_Provided entries_
<<<<
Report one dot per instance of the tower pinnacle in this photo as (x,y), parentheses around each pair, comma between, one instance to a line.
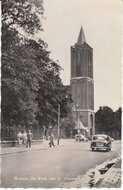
(81,37)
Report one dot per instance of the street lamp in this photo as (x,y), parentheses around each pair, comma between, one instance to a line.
(58,124)
(77,114)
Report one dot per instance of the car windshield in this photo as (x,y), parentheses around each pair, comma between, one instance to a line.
(99,138)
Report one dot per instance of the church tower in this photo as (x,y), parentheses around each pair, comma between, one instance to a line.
(82,83)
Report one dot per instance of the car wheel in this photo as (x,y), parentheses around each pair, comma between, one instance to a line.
(108,149)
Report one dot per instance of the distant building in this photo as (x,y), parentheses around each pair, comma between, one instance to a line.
(82,83)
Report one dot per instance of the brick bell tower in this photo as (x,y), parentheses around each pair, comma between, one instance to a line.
(82,83)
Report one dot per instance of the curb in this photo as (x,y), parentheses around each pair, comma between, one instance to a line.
(27,150)
(112,178)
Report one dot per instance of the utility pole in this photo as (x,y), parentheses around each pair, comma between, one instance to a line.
(58,123)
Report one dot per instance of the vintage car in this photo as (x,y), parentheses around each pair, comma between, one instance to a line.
(80,137)
(101,142)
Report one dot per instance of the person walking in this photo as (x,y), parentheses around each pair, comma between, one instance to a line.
(19,137)
(51,143)
(29,139)
(25,138)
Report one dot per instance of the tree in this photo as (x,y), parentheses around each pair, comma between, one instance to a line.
(107,121)
(22,14)
(31,83)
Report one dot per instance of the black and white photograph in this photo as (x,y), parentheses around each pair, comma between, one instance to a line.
(61,94)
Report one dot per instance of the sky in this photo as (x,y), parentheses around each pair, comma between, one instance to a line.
(101,22)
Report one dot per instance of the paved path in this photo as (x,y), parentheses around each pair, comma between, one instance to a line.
(65,160)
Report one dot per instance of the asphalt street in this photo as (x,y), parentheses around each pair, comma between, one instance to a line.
(51,167)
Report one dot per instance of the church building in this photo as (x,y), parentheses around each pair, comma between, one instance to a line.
(82,83)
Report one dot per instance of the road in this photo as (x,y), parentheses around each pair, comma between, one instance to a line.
(51,167)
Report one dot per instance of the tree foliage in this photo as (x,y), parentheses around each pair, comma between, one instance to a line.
(24,14)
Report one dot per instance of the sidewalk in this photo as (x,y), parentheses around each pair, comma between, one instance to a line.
(18,149)
(43,145)
(112,178)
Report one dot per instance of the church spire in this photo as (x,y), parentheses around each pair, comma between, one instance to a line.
(81,37)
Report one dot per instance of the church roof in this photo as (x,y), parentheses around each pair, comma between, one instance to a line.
>>>>
_Exercise details_
Exact copies of the entries above are needed, without their pictures.

_Response box_
Report one dot per instance of the tower pinnacle in this photo as (x,y), parentheses around each pair, comma between, one instance to a line.
(81,37)
Report one dot per instance of the street lamp in this photo as (x,y), parentheses around each pair, comma between, one instance to a line.
(58,124)
(77,114)
Report one dot per instance of the car windshield in this photo as (x,y), parentheses around each pair, comma between, one instance to a line.
(99,138)
Report one dot per instance of the church tower in this photo as (x,y), parentheses around each pair, comma between, one instance to a line.
(82,83)
Report one dot per instance of the car wheel in this photo as (x,y), parentheses around each pair, comma between, one instance to a line.
(108,149)
Report one dot per instance of the distant building in this photo as (x,y), parentheses around each pair, comma between, one instance to a line.
(82,83)
Report one dot per instance of the brick bell tower in this photo as (x,y), parentheses around each pair, comma between, one instance to a line.
(82,83)
Report one dot per instance of the curb in this photo as (x,y), parentheses around each pair, comma between, one instance to a line.
(27,150)
(112,178)
Report one dot per instance of the utility pole in this photo as (x,y), parentheses around each pair, comma between, one instance to a line.
(58,123)
Report one dot per instance of the vintage car in this photo as (x,y), parentheses around each pair, comma between, one instance to a line.
(80,137)
(101,142)
Report one dot per instance of the person walking in this photo as (x,y), parentheses around each pair, comma between, one instance to a line.
(19,137)
(51,143)
(29,139)
(25,138)
Report one dot per instance of the tree in this photo as (x,y), parentheses around each pair, comma between, one instance to a line.
(107,121)
(22,14)
(31,83)
Report one dot per instance of the black and white photograph in this photo as (x,y), parentheses around each pair, comma between, one instance to a line.
(61,94)
Report one dot per instance of the sky in this photo as (x,y), parentheses around each pair, comma between, one instance to a line.
(101,22)
Report one dot per instance of the paved path in this photo as (x,y), parentheses around each pair, comma between, one instance to a line.
(65,160)
Report one dot per instance of the asphalt street in this photo as (x,y), parentheses around each pair, comma between, one instance to a line.
(51,167)
Report one dot per instance of the church building in this photo as (x,y), parentheses around each pair, comma between, one instance to a line.
(82,83)
Report one dot per instance of the road in this photo as (x,y), parentheses around each pair, comma between, one instance to a line.
(51,167)
Report one dot per instance of the tree foliage in this photo as (x,y), parentheses around each pair, comma between, one instance to a line.
(24,14)
Report one dot per instance of the sidewalk in this photo as (x,y), parentheses around each pair, comma between, one instance to a line.
(18,149)
(43,145)
(112,178)
Report one dot per instance of the church spire in this photo as (x,y), parentheses around each pair, comma between, one instance to a line.
(81,37)
Report one dot per instance of the church roof in this photo as (x,y), parentheses around each pair, comma between, one instance to a line.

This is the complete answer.